* [Excerpt]
◇ ◇ ◇ ◇

20.9.10

Voids, stars

An hour east of Seoul, Byoung Soo Cho’s ‘Earth House’ explores notions of positive and negative space. The subterranean home was built in honour of Korean poet Yoon Dong-joo, who was arrested as an ‘intellectual criminal’ during the Japanese occupation. Yoon’s death while imprisoned lent poignance to his posthumously published collection of poems ‘The Heavens, the Wind, the Stars & Poetry’.

The Earth House balances solid and void




A reading of Yoon's work within the open courtyard
The house is a subtle celebration of nature.  An open courtyard of equivalent volume to the six small, enclosed rooms receives the sky and balances the whole.  Rammed earth floors and interior walls make use of the soil displaced by excavation.  Slices of a pine tree cut down during construction are embedded in the courtyard’s concrete walls. 
Earth, sky...

◇ ◇ ◇ ◇

* [Given records]
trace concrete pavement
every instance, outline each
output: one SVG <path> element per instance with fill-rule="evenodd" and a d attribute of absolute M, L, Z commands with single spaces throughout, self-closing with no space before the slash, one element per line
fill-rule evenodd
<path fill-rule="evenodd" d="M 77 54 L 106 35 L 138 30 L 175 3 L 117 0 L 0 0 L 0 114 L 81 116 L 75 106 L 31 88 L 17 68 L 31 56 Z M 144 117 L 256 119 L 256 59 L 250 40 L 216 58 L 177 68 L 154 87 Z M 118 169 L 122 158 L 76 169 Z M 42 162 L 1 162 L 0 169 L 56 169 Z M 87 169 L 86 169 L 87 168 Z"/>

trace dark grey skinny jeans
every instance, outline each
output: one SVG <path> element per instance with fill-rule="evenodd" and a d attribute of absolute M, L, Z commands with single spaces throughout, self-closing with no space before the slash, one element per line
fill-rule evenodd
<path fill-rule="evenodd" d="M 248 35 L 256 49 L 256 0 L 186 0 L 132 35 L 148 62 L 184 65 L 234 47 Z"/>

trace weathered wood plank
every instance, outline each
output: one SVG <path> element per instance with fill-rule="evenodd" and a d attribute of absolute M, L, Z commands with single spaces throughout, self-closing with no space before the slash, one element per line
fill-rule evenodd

◇ ◇ ◇ ◇

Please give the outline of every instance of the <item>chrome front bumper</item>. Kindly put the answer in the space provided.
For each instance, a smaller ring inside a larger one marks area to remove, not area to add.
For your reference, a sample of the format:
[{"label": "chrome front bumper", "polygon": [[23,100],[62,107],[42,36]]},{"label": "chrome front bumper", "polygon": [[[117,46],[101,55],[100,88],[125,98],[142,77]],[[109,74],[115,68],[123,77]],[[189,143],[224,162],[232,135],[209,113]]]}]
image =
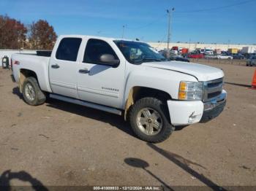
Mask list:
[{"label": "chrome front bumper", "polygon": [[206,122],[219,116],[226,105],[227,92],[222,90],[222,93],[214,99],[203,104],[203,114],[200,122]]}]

◇ ◇ ◇ ◇

* [Challenge 1]
Count the lines of the records that contain the string "polygon", treating uppercase and lowercase as different. Reply with the number only.
* [Challenge 2]
Continue the piece on Byoung Soo Cho's Earth House, starting after its final line.

* [Reply 1]
2

* [Reply 2]
Cho has described the house as a place for self-reflection and stargazing. The comment put me in mind of Murakami’s ‘The Wind Up Bird Chronicle’, a novel that meditates partially on Japan’s role in WWII and the nation’s suppression of painful wartime memories.  The main protagonist climbs into a disused well and experiences sanctuary, confusion, estrangement and ‘time undivided and unmeasured’.  More vividly for me, sitting at the bottom of the well he discovers how clearly he can see the stars – even during daylight.   

A place to watch the stars...

2 comments:

jakob said...

Beautiful space and photos, it would be interesting to see a section!

Amanda Rashid said...

The way that this building cuts into the landscape reminds me of the Chichu art gallery naoshima, in japan. http://www.benesse-artsite.jp/en/chichu/index.html
(a weekend trip away, perhaps?!)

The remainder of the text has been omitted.